### Stated problem 1
Please write out the records below exactly as they stand, from the line with "On this screenshot, the glass" up to and including the final line of the records.

### Excerpted text
1. I concur fully with Major Heintzelman and the officers of the posts of Fort Brown and Ringgold barracks; and the former distinctly stated to me that he had received reliable information that Cortinas had left the country, and that the war was over, and that he had so officially reported to department headquarters; and the latter one, I believe, with only one exception, of the opinion that the affair having been, from the commencement, greatly exaggerated, never approached the dignity of a war, but was, in its commencement and continuance, a mere raid, which, in all its parts, had been very greatly exaggerated, and was now finished unless renewed by aggressions on one part.
2. In travelling to and from, and while at Brownsville and Ringgold barracks, I heard, at different places, and from different individuals along the frontier, reports immediately from the Mexican side, which uniformly (with, I think, only one solitary exception) represented Cortinas to have retired into the interior of Mexico; some of them stating that he had taken his family and all his stock with him.
3. The citizens who had abandoned their plantations on the river, were many of them returning.
4. Persons, singly and without escort, and small parties travelled safely over the road. I met them frequently.
5. Cortinas’s mother, who has a plantation a few miles from Brownsville, (the buildings and fences of which were destroyed by the Texan rangers,) and his brother, who had returned to the Mexican side, had petitioned the authorities of Brownsville for authority to return.
6. All the numerous reports of Cortinas being at Matamoras, or in its vicinity, were subsequently found to be false.

### Provided entries
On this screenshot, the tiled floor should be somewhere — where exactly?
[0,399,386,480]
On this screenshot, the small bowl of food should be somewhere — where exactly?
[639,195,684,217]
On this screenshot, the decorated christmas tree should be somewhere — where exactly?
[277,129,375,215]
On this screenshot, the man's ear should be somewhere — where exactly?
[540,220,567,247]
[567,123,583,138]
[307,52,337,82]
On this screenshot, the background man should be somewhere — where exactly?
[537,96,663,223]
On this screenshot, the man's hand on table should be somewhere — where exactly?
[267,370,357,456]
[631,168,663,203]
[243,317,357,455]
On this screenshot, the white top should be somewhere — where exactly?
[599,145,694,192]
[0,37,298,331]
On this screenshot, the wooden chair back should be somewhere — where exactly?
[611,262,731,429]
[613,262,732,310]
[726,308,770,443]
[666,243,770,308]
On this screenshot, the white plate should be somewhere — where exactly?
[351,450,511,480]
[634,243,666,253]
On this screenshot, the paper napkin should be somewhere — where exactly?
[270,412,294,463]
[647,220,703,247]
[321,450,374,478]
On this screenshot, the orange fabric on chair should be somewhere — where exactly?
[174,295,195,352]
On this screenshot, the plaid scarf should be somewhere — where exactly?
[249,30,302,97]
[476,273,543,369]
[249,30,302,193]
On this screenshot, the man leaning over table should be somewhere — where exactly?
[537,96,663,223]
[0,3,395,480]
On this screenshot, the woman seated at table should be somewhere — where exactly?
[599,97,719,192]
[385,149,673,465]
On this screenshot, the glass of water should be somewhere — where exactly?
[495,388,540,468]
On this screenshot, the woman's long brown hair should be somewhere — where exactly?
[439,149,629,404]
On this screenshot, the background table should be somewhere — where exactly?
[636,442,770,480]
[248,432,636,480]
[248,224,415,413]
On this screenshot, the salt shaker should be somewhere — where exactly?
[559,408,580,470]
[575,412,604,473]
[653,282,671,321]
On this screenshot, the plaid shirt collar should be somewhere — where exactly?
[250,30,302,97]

### Stated problem 2
Reproduce the passage on Cortinas word for word, from "5. Cortinas’s mother, who" up to and including "to be false.".

### Task response 1
On this screenshot, the glass of water should be somewhere — where exactly?
[495,388,540,468]
On this screenshot, the woman's long brown hair should be somewhere — where exactly?
[439,149,629,404]
On this screenshot, the background table should be somewhere — where exactly?
[636,442,770,480]
[248,432,636,480]
[248,224,415,413]
On this screenshot, the salt shaker should be somewhere — where exactly?
[559,408,580,470]
[575,412,604,473]
[653,282,671,321]
On this screenshot, the plaid shirt collar should be somewhere — where exactly?
[250,30,302,97]

### Task response 2
5. Cortinas’s mother, who has a plantation a few miles from Brownsville, (the buildings and fences of which were destroyed by the Texan rangers,) and his brother, who had returned to the Mexican side, had petitioned the authorities of Brownsville for authority to return.
6. All the numerous reports of Cortinas being at Matamoras, or in its vicinity, were subsequently found to be false.